Coordinate labeling data:

______

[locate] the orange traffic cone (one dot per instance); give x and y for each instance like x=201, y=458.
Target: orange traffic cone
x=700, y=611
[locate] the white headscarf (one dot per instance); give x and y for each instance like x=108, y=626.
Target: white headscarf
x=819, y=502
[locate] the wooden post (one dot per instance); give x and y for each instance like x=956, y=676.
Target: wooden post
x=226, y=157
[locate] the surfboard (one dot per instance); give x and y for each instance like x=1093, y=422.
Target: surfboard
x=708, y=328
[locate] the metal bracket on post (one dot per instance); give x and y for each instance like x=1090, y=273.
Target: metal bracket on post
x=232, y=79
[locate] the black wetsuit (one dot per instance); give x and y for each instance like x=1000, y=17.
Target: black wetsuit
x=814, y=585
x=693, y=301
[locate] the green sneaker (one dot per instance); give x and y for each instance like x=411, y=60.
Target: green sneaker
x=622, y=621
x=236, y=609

______

Stated task
Swap "white headscarf" for "blue headscarf" in the entries running from the start through the line holding "x=819, y=502", inclusive, and give those lines again with everything else unchanged.

Answer
[locate] the orange traffic cone (one dot per instance); give x and y for each instance like x=201, y=458.
Target: orange traffic cone
x=700, y=611
[locate] the blue headscarf (one dot per instance); give x and y for each instance like x=108, y=626.
Target: blue headscarf
x=819, y=502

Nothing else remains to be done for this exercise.